> Source text:
--- Start ---

Thursday, September 7, 2017

Building relationships with authenticity

Authenticity is about owning who you are. Timidity (or worse, outright dishonesty) about your true character is an insidious repellent to making real friendships. The people who actually would be your friends won't see that they have anything in common with you if you aren't real with them. 

Defend the things you care about


Don't let anybody trash talk what's important to you. Your religion, your family, your livelihood, your person. Don't shy away from having an argument with someone you should argue with. That's much better than secretly resenting that person and communicating that your convictions don't really matter that much to you. In defending your convictions, you strengthen your ability to have them.

If you're ashamed of something, figure out if you should be


I know some people will disagree with me (but I'm owning it anyway), but there are some things that we do that we really should be ashamed of. I think the best gauge to use is the law of God, since it's not subjective like your own ideas about morality. 

Given that we're talking about making radical changes to the way we live, I only want the best standard to tell me how I should and shouldn't live. And that's going to be looking back to Moses, to the psalms and proverbs, the thundering of Isaiah, the sermons of Jesus, and the writings of Paul.

--- End ---

> Stored data:
--- Start ---

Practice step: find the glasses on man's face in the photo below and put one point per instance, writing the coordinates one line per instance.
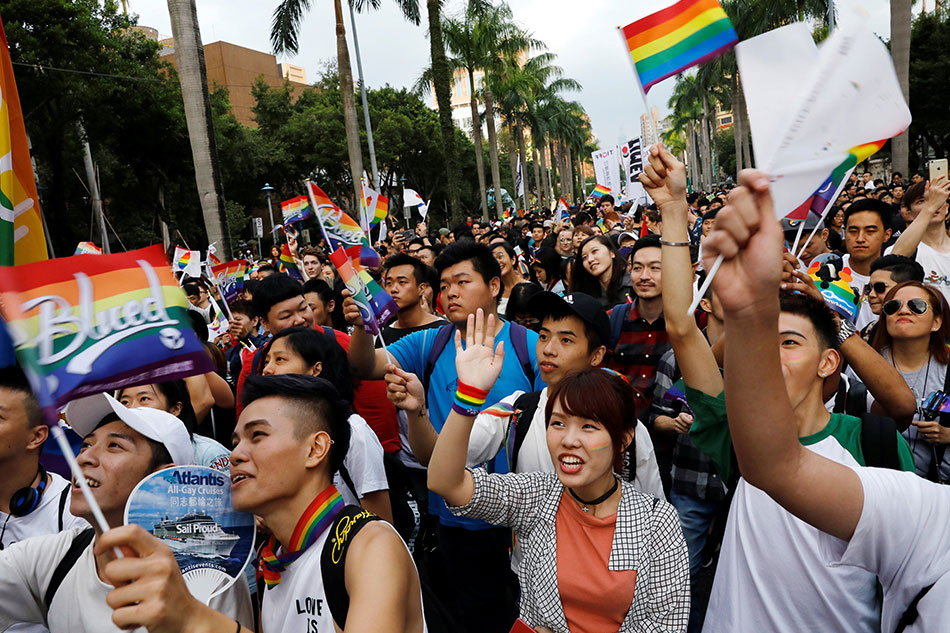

--- End ---

> Tasks and exercises:
1. Translate this sentence from the authenticity post into Spanish: "In defending your convictions, you strengthen your ability to have them."
2. Answer the following from the authenticity post.
(a) What date appears at the top?
(b) What four things are named immediately after "Don't let anybody trash talk what's important to you."?
(c) What does the writer consider the best gauge for deciding whether to be ashamed of something?
3. According to the authenticity post, why does the writer choose the law of God as the standard for judging what one should be ashamed of? Answer in one to three sentences.

> List of solutions:
1. Al defender tus convicciones, fortaleces tu capacidad de tenerlas.

2.
(a) Thursday, September 7, 2017
(b) Your religion, your family, your livelihood, and your person
(c) The law of God

3. The writer considers the law of God the best gauge because it is not subjective, unlike one's own ideas about morality. Since the matter involves making radical changes to the way one lives, the writer wants only the best standard to show how to live.